"""

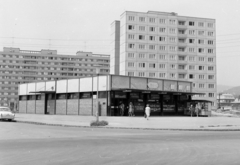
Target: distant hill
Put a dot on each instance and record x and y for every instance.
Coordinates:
(222, 88)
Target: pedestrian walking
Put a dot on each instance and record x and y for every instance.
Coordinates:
(147, 111)
(130, 109)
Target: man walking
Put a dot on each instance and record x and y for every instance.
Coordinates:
(147, 111)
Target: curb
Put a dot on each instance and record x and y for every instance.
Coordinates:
(109, 127)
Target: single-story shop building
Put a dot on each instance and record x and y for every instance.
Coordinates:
(79, 96)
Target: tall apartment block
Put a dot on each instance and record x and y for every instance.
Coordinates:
(23, 66)
(166, 46)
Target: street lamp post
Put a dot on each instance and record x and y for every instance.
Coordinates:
(97, 72)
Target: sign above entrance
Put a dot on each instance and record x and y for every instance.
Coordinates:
(152, 85)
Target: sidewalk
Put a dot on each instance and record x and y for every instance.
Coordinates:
(159, 123)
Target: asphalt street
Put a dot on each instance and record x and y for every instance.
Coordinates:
(24, 144)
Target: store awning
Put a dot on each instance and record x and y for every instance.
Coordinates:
(45, 92)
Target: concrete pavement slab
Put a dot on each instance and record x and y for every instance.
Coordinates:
(160, 123)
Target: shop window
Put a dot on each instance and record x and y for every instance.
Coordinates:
(86, 95)
(61, 96)
(32, 97)
(73, 96)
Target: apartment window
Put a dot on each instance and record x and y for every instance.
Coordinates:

"""

- [TASK INSTRUCTIONS] Reproduce everything above exactly, images excluded.

- [EXERCISE RESULT]
Target: distant hill
Put a dot on each instance and record x and y for every instance.
Coordinates:
(222, 88)
Target: pedestrian walking
Put a dot on each instance and record x and y for every instance.
Coordinates:
(147, 111)
(130, 109)
Target: man walking
Put a dot on each instance and record x and y for every instance.
Coordinates:
(147, 111)
Target: curb
Put a dot on each instance and record x and y for every instance.
Coordinates:
(109, 127)
Target: single-story shop building
Put a dot on each instance and record x and y for every instance.
Coordinates:
(79, 96)
Target: tall apartment block
Put a dot on each instance and record x and y for every instance.
Coordinates:
(23, 66)
(166, 46)
Target: street lamp post
Put a dot on each instance and record x and y for every instance.
Coordinates:
(97, 72)
Target: sign above entrance
Put a dot on each instance and record x and y for every instance.
Coordinates:
(152, 85)
Target: sidewalk
Put a dot on each instance and record x and y for every instance.
Coordinates:
(159, 123)
Target: asphalt street
Put a dot on each instance and record x and y for every instance.
Coordinates:
(24, 144)
Target: store awning
Put a dot on each instance and record x and y for every instance.
Coordinates:
(45, 92)
Target: concrete pavement slab
Put a dot on each instance and record x and y for every instance.
Coordinates:
(160, 123)
Target: shop window
Put a dot on each instance and record x and y for every instance.
Coordinates:
(86, 95)
(61, 96)
(32, 97)
(73, 96)
Target: apartment window
Put a dot on each instance and record x and y for every instance.
Coordinates:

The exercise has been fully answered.